* [PROBLEM STATEMENT]:
Transcribe only part of the material below: the lines from the one containing "Target: blue sock" through the one containing "Target: player with short blond hair", inclusive, exactly as written.

* [GIVEN DATA]:
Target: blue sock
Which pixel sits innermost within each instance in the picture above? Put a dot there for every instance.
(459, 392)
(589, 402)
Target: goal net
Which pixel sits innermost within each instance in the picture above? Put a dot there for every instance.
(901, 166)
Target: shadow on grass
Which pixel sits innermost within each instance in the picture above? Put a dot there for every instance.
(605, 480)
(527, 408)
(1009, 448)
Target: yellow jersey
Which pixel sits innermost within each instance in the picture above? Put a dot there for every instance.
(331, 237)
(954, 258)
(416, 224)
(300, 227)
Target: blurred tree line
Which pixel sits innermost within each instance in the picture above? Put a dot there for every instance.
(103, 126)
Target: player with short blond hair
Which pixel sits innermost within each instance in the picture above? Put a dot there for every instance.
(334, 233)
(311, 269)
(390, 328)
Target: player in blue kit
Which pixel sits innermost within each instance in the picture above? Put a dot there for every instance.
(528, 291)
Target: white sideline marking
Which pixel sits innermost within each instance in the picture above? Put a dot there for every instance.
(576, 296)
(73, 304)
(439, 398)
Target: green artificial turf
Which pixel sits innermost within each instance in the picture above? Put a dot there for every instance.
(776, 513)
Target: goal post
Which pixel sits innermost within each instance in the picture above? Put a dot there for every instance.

* * *

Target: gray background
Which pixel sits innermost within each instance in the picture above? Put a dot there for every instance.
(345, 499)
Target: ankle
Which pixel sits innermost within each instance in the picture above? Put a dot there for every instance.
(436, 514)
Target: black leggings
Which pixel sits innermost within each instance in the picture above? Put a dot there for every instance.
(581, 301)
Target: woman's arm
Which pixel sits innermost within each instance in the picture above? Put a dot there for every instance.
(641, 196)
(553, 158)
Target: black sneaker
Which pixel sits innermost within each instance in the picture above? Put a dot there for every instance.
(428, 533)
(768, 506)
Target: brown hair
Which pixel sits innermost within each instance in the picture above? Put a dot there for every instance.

--

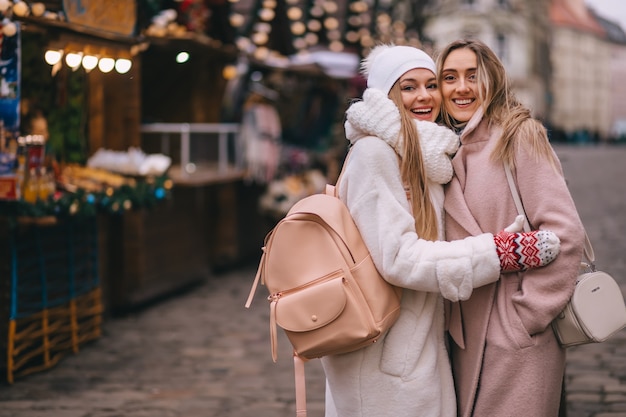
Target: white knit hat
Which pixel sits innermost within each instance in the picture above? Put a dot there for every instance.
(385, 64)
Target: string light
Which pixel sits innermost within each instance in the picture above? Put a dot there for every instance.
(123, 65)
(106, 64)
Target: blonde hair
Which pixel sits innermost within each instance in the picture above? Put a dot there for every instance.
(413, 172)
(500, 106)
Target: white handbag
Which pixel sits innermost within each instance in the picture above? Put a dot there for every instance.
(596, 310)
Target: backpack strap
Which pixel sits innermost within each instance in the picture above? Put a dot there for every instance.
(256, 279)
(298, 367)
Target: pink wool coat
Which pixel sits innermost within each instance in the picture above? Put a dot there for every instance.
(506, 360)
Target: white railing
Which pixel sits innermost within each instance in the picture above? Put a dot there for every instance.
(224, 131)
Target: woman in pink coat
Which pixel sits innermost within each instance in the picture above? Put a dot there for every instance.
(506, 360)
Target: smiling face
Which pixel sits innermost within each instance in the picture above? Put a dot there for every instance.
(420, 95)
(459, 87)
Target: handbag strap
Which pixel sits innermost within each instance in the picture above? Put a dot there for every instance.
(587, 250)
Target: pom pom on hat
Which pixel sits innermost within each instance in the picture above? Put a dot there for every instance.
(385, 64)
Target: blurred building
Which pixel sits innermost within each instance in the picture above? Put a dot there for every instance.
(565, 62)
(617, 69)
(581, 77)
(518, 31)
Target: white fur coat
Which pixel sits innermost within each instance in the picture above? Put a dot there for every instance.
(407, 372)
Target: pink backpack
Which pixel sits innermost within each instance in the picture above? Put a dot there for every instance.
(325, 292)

* [TASK SOLUTION]:
Target: blue sock
Which pixel sits innermost within each instance in the picture above? Put a dot there for every instance.
(459, 392)
(589, 402)
Target: goal net
Which pixel sits innermost within each instance in the picture above? Put a dot there for every instance.
(901, 166)
Target: shadow on grass
Which pixel sits innermost within each instance in the picture above? Put a dot there for every instance.
(605, 480)
(527, 408)
(1009, 448)
Target: yellow jersey
Which pixel sits innermost within each instance in the picture above? Put a dot there for every instance.
(331, 237)
(954, 258)
(416, 224)
(300, 227)
Target: blurred tree line
Which pixel sits innermost within each instance in the picture above? Put a dot there for every instance.
(103, 126)
Target: player with short blond hair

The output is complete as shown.